— TEXT EXCERPT —
But in reality, I'd just decline the task. I don't see the point rebuilding monuments that already exist in exactly the same fashion.
1. General to specific, specific to general – what does it mean? Give examples.
Class to instance, instance to class. e.g. I am an instance of the class "person" as well as "reddit user" (which would be a subclass of person). I am not an instance of the class "bot"!
2. What does "logical" mean? What is your understanding? Do you think that it correlates with the common view? Is it is easy for you to be logical?
An argument is "logical" if and only if it is deductively valid and sound, meaning that the conclusion derives from the premises and all the premises are true. I think this correlates with the common view.
In the case of a logical structure, it has to have a reasonable inheritance structure- e.g. "dog" inherits from "mammal" and not from "human" or something. This is already covered in the next questions.
Yes, it's easy for me to be logical in that I can easily tell if the premises of an argument jointly logically entail the conclusion and I can easily tell also if there are some logically inconsistent/contradictory/incompatible claims being made. I can also tell if two claims are truly logically identical vs. if they are different, even very subtly different.
A person is "logical" if (but not only if, as I'm open to other definitions) they apply a logically consistent set of rules* in a consistent manner across different situations. This I think does not correlate with the common view. Most people think of "consistency" as behaving the same way in every situation, which is not the same as logical consistency across situations.

— INPUT DATA —
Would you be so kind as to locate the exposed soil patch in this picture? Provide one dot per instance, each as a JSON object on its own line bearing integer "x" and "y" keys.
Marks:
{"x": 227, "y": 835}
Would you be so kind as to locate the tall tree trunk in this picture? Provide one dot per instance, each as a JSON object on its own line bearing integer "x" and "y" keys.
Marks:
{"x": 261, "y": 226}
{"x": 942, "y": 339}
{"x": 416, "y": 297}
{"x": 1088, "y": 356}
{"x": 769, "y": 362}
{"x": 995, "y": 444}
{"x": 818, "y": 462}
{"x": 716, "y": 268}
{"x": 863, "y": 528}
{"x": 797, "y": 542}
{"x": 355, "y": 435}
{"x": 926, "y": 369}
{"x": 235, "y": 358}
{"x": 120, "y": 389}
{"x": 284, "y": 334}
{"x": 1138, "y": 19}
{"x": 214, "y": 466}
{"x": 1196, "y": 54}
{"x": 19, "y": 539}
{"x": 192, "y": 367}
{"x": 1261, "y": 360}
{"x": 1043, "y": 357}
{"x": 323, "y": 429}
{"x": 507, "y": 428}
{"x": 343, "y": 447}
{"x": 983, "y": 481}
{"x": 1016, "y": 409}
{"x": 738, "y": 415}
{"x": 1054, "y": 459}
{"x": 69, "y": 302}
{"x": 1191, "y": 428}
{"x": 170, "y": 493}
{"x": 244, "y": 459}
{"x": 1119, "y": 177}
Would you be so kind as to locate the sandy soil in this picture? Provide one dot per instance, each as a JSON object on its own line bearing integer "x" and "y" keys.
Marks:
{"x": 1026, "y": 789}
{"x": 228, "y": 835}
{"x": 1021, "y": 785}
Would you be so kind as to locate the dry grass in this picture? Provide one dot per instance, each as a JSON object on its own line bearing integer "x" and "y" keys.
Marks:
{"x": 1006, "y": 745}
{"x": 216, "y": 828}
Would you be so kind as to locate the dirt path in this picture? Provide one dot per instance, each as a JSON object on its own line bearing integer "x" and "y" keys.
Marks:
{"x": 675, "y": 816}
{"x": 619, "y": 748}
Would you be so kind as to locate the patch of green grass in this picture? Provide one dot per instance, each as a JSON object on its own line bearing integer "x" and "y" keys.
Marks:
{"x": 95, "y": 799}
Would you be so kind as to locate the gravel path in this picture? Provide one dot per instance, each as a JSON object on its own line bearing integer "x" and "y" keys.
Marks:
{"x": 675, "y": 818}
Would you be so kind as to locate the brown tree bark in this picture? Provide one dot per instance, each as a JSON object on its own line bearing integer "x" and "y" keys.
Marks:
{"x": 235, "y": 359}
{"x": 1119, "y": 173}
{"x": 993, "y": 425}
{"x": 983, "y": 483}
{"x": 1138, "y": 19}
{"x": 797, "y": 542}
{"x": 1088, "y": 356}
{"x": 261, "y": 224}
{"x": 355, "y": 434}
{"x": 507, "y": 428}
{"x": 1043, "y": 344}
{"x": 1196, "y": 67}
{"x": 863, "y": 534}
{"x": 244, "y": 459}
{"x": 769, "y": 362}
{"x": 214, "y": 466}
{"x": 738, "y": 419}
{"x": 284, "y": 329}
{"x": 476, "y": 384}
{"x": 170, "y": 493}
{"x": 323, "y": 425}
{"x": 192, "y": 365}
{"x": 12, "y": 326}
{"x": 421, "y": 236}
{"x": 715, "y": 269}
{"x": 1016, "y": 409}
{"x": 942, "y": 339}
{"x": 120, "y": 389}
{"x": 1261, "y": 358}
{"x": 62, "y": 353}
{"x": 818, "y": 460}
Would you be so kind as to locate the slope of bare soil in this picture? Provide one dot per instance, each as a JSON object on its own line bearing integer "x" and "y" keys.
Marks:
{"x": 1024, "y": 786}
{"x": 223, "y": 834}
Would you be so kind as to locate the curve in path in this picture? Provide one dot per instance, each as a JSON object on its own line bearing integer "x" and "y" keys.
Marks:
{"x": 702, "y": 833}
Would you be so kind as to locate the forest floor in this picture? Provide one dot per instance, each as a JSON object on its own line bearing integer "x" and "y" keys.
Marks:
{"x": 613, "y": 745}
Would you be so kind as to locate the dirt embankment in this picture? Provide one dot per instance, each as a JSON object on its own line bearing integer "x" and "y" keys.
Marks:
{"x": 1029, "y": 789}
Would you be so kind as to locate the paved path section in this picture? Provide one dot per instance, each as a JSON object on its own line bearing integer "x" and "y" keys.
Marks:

— JOB 1 —
Collect every line of the records that contains the word "dirt".
— JOB 2 —
Write the next part of the passage on logic, picking up after its final sentence.
The passage on logic and the records are unrelated materials.

— RESPONSE 1 —
Would you be so kind as to locate the dirt path in this picture? Provide one dot per instance, each as a JSON object on its own line bearing integer "x" and "y" keys.
Would you be so kind as to locate the dirt embankment in this picture? Provide one dot per instance, each as a JSON object on its own line bearing integer "x" and "y" keys.

— RESPONSE 2 —
*Note that this is not necessarily the same set of rules, though I think that's the ideal. I have few sets of rules (or frameworks) that are intended to persist across situations, and I add to them and change them relatively easily though carefully, and removals are uncommon.
3. What is hierarchy? Give examples of hierarchies. Do you need to follow it? Why or why not? Give example of hierarchy of systems, what is it?
Hierarchical inheritance structure with classes and subclasses that inherit from them for as many "generations" as needed. e.g. Subclasses "reddit user" and "typology enthusiast" inherit from "person" i.e. they are subclasses of "person". It's also possible for a subclass to have more than one parent class, e.g. "cat" subclass has parent classes "terrestrial mammal" and "quadrupedal mammal" while both "terrestrial mammal" and "quadrupedal mammal" have parent class "mammal". (There are other ways to structure that information, it's just an example.)
I think you need to follow some hierarchies like these, but you create them as needed. This comes up a lot when programming for instance. Every project gets its own logical structure(s). Outside of that, it's still essentially the same pattern of having a broader parent class, subclasses within those, etc., and ultimately, instances as above.
4. Choose one of the following tasks and give a detailed answer. Explain your choice.
How do you explain fractions on the dial of the clock?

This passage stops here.